- [Material supplied]
+===+

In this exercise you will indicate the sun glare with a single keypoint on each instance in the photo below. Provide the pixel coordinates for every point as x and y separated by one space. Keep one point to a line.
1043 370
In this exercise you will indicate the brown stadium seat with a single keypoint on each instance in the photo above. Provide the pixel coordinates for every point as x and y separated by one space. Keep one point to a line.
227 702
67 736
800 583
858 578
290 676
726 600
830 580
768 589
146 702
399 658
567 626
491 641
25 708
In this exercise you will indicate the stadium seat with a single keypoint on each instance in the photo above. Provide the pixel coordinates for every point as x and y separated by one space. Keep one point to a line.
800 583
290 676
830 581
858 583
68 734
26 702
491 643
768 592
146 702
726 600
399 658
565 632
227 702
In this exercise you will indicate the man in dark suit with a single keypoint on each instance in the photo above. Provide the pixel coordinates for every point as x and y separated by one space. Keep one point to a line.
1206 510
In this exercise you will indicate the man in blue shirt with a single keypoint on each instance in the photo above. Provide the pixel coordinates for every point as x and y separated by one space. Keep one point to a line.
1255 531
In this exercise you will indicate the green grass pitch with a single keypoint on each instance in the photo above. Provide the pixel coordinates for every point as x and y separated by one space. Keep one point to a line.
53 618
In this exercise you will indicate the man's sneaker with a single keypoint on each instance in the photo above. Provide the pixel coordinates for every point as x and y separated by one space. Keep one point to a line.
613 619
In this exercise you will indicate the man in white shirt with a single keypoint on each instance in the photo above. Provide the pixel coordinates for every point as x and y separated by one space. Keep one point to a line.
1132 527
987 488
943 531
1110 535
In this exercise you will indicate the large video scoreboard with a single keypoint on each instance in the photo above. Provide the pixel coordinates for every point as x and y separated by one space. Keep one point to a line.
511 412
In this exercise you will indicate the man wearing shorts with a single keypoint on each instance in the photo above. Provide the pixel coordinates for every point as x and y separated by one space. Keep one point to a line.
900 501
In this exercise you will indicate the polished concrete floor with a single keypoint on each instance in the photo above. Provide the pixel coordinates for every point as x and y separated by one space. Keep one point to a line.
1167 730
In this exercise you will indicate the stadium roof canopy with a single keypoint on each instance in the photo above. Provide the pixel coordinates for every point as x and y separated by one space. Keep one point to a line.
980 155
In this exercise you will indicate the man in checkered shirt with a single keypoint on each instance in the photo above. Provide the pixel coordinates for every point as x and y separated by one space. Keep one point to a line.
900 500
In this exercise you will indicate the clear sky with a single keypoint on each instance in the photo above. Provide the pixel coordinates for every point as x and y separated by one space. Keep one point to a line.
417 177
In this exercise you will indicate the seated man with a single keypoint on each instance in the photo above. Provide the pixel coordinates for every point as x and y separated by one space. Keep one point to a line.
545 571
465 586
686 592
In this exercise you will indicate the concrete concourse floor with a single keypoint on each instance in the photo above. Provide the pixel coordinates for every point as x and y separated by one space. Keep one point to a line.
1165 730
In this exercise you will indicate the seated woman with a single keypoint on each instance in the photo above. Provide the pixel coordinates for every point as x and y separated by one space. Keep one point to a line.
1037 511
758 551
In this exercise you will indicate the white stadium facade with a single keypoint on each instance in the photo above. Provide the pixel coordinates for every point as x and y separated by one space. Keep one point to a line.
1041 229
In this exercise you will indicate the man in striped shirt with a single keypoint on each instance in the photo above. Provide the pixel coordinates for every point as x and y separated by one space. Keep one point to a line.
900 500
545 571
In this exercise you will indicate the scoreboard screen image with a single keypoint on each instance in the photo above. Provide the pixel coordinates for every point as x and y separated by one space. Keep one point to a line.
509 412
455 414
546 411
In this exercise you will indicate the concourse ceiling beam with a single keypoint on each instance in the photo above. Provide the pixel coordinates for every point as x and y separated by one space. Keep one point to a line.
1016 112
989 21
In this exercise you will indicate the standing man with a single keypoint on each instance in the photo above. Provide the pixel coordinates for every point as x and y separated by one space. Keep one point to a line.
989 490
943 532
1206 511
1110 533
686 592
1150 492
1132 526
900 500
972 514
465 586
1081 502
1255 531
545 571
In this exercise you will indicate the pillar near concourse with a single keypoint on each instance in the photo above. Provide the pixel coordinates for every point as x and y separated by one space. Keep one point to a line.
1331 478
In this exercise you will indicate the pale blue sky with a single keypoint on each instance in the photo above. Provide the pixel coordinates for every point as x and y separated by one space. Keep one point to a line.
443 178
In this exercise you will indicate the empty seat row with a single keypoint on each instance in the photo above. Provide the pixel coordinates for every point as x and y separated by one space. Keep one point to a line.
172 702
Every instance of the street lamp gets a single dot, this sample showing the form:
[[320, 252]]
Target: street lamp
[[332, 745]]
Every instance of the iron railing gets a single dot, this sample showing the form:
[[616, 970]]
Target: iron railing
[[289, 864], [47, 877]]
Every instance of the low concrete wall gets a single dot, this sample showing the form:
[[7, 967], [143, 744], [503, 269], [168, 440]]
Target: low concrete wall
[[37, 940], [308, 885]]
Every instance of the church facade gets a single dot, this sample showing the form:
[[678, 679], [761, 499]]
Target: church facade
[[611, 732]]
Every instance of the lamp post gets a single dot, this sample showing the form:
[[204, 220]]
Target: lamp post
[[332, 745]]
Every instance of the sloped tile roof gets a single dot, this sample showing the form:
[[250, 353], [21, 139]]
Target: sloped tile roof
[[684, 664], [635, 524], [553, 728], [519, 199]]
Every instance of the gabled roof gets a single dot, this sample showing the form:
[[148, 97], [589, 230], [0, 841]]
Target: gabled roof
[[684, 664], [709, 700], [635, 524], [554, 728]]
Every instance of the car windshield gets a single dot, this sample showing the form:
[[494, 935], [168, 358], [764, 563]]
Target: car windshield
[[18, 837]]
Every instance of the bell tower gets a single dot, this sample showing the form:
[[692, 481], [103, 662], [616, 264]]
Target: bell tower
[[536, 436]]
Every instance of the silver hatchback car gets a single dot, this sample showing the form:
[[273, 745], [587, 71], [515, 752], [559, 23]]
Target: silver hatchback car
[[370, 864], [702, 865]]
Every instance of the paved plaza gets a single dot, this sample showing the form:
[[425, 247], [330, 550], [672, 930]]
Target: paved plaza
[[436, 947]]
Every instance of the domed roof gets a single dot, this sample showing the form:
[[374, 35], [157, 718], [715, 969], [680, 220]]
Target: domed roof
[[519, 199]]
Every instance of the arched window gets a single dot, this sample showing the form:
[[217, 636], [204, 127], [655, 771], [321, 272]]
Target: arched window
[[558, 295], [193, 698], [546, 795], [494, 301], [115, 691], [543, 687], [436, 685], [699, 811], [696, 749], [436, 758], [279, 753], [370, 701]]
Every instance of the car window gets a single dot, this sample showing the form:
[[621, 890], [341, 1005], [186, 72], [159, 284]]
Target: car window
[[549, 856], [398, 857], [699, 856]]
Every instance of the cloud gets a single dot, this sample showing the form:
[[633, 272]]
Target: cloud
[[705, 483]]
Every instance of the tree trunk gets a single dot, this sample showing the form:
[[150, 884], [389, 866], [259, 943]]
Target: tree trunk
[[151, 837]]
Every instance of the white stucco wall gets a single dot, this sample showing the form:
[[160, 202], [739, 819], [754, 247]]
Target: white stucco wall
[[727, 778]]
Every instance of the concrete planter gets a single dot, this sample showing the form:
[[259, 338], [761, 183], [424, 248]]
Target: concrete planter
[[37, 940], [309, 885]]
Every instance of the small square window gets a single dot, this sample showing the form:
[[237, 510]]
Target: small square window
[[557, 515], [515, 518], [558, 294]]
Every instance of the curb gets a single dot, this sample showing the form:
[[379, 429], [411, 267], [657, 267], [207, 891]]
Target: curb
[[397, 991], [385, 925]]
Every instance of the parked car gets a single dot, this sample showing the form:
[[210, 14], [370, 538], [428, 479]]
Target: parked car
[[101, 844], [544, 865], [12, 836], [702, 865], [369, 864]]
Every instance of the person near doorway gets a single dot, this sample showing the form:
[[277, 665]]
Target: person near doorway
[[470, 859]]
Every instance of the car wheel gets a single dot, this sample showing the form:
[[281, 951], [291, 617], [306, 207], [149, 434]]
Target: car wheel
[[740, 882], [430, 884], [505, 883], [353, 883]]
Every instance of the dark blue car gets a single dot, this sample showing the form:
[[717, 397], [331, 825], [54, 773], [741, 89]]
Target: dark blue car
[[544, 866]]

+===+

- [Task objective] Please give back exactly the lines of this listing beginning at the line with "In this exercise you will indicate the empty" and ending with the line with "Every instance of the car windshield", both included, and nothing else.

- [Answer box]
In this exercise you will indicate the empty seat row with a single keypoint on each instance in the photo above. Provide the pixel coordinates for every point as x and y separated by one space. Keep one point to a line.
172 702
Every instance of the street lamp gets a single dot, this sample showing the form:
[[320, 252]]
Target: street lamp
[[332, 745]]
Every instance of the iron railing gets a single dot, this sample showing the form:
[[616, 970]]
Target: iron railing
[[289, 864], [47, 877]]
Every instance of the low concrete wall gets a single dot, this sample showing the form:
[[7, 967], [143, 744], [503, 269], [168, 440]]
Target: low concrete wall
[[37, 940], [308, 885]]
Every instance of the church facade gets a single dot, this sample showing the form:
[[678, 679], [761, 499]]
Target: church facade
[[611, 732]]
Every instance of the lamp post gets a single dot, this sample showing the form:
[[204, 220]]
Target: lamp post
[[332, 745]]
Every instance of the sloped tile roof gets a single dot, this sample showing the form:
[[250, 353], [21, 139]]
Target: sloped tile roof
[[684, 664], [635, 524], [553, 728], [519, 199]]
Every instance of the gabled roof gets a single dot, this sample showing the form:
[[148, 97], [589, 230], [0, 841]]
Target: gabled roof
[[684, 664], [709, 700], [635, 524], [554, 728]]
Every instance of the car windshield gets a single dot, this sample showing the form:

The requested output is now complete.